Data extract:
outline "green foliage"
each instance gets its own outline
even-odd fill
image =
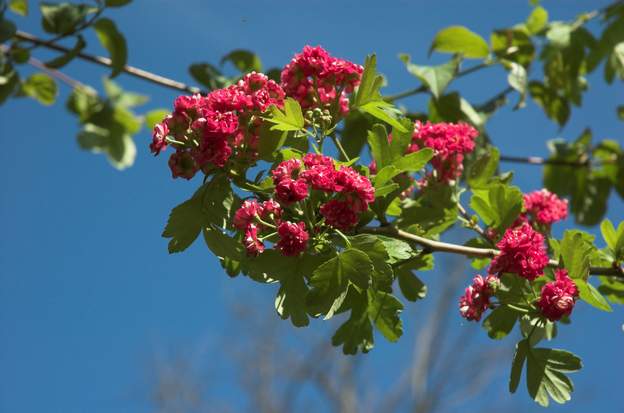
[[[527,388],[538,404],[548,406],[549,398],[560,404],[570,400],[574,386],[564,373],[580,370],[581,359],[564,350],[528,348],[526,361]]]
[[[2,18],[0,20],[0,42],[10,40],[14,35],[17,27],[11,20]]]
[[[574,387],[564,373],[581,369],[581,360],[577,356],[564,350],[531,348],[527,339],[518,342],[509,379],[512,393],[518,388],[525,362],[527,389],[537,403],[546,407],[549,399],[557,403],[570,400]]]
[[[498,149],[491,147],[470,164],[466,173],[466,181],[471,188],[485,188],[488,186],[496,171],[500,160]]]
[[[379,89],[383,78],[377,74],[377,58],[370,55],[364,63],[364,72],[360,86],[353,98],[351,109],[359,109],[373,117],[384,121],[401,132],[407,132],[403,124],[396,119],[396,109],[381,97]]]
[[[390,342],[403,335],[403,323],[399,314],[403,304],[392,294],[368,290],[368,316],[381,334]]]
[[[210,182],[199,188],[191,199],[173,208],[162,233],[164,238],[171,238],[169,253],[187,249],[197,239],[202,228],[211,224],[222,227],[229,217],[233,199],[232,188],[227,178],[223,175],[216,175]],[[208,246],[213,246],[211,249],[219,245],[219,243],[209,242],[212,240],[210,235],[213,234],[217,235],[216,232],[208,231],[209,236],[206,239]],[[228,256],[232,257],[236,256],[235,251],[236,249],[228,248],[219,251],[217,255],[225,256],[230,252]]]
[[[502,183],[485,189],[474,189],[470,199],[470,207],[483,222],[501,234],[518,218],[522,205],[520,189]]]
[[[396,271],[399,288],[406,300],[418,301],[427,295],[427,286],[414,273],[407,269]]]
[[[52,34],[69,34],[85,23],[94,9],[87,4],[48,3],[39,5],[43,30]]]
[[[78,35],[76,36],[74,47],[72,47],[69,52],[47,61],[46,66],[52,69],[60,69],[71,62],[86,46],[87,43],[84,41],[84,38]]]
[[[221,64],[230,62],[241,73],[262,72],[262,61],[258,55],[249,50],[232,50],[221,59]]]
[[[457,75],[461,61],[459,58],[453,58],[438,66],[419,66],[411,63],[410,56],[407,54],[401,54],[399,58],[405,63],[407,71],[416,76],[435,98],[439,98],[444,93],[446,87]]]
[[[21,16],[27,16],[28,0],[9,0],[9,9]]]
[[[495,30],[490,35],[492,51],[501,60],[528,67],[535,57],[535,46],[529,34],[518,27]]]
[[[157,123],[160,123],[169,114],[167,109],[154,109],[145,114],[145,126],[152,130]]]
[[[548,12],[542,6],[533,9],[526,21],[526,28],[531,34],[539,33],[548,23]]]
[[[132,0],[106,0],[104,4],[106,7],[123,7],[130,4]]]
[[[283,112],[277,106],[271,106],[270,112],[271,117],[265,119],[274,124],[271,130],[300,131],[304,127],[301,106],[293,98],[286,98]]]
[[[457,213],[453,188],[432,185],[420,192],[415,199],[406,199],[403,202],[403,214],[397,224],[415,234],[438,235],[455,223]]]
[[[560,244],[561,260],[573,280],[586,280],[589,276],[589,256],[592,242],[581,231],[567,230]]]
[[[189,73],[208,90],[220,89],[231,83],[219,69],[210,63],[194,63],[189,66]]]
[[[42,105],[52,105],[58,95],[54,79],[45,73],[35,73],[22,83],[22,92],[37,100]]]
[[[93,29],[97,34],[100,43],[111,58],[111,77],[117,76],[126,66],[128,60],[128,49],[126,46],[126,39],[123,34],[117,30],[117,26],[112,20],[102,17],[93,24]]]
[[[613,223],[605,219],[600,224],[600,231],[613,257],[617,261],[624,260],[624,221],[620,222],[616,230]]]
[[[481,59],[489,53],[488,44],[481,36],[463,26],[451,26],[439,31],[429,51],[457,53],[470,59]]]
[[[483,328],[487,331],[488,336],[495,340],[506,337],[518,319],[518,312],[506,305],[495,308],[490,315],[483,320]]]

==

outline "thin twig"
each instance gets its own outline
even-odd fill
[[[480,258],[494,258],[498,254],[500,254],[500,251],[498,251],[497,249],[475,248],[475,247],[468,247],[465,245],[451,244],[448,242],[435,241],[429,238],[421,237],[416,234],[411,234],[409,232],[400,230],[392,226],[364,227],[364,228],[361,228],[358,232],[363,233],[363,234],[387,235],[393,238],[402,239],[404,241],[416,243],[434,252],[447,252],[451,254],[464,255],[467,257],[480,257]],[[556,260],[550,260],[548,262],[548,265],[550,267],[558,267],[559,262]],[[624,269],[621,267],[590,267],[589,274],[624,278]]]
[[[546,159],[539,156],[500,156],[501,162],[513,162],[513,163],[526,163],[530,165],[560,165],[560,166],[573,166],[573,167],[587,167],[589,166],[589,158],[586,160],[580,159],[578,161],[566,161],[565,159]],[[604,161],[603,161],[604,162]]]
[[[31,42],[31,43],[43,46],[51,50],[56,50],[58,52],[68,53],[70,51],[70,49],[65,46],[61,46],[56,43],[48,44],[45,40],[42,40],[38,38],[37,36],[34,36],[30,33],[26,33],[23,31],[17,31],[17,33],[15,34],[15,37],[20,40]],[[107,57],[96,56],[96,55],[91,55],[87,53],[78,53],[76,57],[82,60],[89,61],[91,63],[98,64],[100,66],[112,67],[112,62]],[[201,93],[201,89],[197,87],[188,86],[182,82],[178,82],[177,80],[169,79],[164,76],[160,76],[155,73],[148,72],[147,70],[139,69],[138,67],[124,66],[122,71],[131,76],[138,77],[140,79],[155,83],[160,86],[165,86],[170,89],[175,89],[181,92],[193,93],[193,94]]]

About this task:
This task asks for the number of lines above that include the string "outline". Respond with that number only.

Response area:
4